------ INPUT ROWS

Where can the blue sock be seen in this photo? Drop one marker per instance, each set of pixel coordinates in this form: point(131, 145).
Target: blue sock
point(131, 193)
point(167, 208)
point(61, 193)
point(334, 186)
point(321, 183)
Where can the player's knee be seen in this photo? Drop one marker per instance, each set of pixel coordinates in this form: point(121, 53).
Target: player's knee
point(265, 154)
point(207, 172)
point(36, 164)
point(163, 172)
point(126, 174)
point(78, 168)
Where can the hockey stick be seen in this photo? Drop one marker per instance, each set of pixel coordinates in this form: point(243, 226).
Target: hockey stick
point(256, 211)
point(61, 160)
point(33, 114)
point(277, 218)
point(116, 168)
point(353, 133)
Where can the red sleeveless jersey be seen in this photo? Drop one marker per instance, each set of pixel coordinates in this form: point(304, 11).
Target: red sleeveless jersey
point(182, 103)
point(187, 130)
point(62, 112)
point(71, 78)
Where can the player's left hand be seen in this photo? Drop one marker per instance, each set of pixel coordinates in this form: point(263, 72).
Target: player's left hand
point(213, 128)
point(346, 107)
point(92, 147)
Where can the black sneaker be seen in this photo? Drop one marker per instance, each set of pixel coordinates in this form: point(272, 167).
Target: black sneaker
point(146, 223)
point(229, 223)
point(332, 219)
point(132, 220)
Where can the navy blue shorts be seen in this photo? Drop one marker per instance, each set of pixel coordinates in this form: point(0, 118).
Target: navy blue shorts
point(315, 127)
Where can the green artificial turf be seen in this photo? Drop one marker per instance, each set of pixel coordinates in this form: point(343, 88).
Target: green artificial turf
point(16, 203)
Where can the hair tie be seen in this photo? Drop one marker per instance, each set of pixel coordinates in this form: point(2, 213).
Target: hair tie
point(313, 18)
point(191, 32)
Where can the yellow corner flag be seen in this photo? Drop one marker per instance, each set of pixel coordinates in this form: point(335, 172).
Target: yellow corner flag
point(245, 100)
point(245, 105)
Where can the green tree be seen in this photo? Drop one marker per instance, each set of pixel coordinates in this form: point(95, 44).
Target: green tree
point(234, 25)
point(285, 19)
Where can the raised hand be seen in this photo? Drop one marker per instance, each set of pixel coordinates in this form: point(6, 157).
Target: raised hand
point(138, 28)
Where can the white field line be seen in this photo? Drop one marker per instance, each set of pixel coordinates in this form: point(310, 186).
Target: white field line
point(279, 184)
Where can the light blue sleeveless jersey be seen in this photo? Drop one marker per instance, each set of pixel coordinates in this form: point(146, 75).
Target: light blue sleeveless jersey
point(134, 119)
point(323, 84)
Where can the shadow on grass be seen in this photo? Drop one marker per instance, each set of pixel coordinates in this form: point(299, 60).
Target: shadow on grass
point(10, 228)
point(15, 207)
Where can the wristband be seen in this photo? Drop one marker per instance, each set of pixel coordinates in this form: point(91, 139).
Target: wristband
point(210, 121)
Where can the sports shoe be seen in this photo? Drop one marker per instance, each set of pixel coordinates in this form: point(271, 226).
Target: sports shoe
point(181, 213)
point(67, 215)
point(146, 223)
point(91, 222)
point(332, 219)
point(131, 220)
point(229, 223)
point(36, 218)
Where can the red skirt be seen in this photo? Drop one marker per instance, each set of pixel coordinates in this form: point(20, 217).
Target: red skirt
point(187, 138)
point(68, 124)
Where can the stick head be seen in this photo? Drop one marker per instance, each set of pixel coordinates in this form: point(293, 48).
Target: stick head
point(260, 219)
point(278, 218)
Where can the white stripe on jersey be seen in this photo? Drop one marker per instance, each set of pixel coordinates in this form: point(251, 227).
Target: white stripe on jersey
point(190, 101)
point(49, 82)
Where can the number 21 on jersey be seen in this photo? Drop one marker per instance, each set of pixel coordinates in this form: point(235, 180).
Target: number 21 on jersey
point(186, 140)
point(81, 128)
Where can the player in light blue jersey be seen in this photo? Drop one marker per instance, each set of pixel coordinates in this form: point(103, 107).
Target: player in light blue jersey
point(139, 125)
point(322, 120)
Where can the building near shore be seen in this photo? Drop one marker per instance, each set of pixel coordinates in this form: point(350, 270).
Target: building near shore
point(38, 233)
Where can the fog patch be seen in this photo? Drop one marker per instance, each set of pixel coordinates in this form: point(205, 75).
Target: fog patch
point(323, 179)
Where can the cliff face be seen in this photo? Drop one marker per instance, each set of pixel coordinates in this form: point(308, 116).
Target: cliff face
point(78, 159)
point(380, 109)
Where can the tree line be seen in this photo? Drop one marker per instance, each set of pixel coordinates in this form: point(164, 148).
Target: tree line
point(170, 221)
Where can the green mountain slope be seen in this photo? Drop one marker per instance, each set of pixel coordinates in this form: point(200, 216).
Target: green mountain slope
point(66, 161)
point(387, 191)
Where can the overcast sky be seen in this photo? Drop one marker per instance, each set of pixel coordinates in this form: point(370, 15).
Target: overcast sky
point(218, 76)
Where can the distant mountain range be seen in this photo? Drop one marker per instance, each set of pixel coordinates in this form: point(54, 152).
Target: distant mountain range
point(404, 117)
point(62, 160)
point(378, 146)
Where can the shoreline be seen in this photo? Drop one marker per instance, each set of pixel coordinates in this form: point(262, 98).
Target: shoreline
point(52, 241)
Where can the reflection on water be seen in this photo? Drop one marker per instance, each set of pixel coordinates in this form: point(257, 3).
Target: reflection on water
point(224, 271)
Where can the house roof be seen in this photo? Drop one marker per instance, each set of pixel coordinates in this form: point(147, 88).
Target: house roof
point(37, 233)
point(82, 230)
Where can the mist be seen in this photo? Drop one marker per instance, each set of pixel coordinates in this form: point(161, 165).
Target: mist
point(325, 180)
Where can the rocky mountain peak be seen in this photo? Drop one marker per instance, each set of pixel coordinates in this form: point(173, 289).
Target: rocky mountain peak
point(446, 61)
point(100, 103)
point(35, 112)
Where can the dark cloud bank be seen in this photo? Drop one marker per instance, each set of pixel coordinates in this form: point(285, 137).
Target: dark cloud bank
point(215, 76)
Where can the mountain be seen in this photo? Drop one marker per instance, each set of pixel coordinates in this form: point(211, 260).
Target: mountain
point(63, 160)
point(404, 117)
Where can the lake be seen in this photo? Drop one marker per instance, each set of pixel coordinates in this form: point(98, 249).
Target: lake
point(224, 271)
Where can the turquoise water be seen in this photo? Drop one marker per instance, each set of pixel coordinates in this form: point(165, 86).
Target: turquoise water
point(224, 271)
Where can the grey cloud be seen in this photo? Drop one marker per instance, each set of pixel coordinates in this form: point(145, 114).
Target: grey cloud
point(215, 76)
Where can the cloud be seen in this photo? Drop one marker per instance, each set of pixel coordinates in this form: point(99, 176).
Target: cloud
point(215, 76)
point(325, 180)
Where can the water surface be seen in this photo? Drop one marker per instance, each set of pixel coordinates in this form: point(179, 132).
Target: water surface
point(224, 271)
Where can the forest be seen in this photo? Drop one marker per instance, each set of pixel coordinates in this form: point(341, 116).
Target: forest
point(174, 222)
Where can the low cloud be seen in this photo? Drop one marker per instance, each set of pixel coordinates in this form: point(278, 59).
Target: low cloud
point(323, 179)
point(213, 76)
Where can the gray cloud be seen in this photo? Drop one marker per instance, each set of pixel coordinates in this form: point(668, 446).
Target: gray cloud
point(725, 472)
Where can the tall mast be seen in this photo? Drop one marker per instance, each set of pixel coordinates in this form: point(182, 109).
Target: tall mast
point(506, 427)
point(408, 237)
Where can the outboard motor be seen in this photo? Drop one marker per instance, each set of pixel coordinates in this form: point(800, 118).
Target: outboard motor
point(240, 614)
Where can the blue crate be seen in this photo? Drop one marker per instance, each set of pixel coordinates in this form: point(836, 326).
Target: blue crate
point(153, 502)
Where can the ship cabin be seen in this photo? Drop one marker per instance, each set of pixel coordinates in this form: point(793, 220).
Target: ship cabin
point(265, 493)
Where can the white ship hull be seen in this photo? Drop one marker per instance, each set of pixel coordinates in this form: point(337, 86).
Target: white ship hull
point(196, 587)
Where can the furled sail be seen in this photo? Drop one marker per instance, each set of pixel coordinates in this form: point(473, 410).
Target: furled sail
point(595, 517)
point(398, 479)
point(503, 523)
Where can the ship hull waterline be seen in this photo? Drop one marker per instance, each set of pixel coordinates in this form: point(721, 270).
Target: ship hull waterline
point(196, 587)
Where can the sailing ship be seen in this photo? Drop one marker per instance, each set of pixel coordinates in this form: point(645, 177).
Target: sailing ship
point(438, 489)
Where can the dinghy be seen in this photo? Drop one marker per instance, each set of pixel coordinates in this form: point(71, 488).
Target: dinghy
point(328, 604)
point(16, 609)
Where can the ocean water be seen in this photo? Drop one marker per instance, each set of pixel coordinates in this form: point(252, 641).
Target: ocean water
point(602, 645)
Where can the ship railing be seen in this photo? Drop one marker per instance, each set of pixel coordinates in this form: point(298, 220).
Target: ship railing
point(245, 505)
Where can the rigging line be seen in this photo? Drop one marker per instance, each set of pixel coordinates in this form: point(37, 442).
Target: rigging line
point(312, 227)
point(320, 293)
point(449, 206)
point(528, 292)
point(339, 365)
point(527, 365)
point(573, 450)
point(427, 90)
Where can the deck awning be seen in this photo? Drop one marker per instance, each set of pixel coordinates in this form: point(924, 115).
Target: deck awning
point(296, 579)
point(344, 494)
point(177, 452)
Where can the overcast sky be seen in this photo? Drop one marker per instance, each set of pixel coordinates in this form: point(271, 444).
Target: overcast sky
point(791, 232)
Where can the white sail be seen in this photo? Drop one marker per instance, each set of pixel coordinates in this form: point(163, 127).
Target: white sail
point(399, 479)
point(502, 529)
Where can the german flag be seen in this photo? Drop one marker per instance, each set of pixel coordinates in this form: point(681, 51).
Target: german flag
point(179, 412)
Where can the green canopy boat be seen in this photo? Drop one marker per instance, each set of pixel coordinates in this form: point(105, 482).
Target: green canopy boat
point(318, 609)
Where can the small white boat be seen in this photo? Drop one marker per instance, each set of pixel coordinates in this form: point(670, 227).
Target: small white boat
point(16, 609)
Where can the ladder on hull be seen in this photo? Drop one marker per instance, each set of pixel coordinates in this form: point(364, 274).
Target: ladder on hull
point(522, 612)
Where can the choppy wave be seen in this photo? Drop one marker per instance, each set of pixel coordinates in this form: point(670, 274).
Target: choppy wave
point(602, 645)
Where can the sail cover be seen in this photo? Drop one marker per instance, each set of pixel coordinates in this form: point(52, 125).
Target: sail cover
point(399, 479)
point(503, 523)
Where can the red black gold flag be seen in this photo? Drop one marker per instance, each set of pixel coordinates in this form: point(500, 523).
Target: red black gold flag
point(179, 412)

------------

> **CHALLENGE**: Copy everything from the start of the material down to the line containing "point(315, 127)", both ends included, with the requests kept as they are. Add 126 to every coordinate in the answer points, but leave the numbers in the requests and their sample points unchanged.

> **TASK RESPONSE**:
Where can the blue sock be seen in this photo? Drop one marker per instance, each set of pixel coordinates in this form: point(131, 145).
Target: blue sock
point(257, 319)
point(293, 334)
point(187, 319)
point(460, 312)
point(447, 309)
Where can the player's knee be seen in this photo? Drop one marker per instance, each set of pixel coordinates in this form: point(121, 53).
Target: player's knee
point(391, 280)
point(333, 298)
point(162, 290)
point(289, 298)
point(252, 300)
point(204, 294)
Where can the hockey stick be seen in this photo? Drop one marker per instance, each set of pixel coordinates in this form: point(243, 226).
Target: hockey stick
point(382, 337)
point(187, 286)
point(159, 240)
point(403, 344)
point(242, 294)
point(479, 259)
Where can the red sleeveless jersey be seen in this photo? Drop one marker per instance, each set of pixel coordinates in this form: point(304, 11).
Target: red sleeveless jersey
point(308, 229)
point(313, 256)
point(188, 238)
point(197, 204)
Where can the player's left hand be seen in this photo? Drop one marker per instance, each set of pixel coordinates in this form: point(263, 72).
Target: player's left hand
point(339, 254)
point(472, 233)
point(218, 273)
Where can the black sneaker be seen in this photo? Drop one marker per instance, each set of pixel coordinates in this form: point(272, 167).
Target: black sneaker
point(272, 349)
point(355, 349)
point(458, 345)
point(258, 346)
Where can the navy blue shorts be seen in this photo? Drop one marker per instance, each set of pixel coordinates in this form: point(0, 118).
Target: navy blue shorts
point(441, 253)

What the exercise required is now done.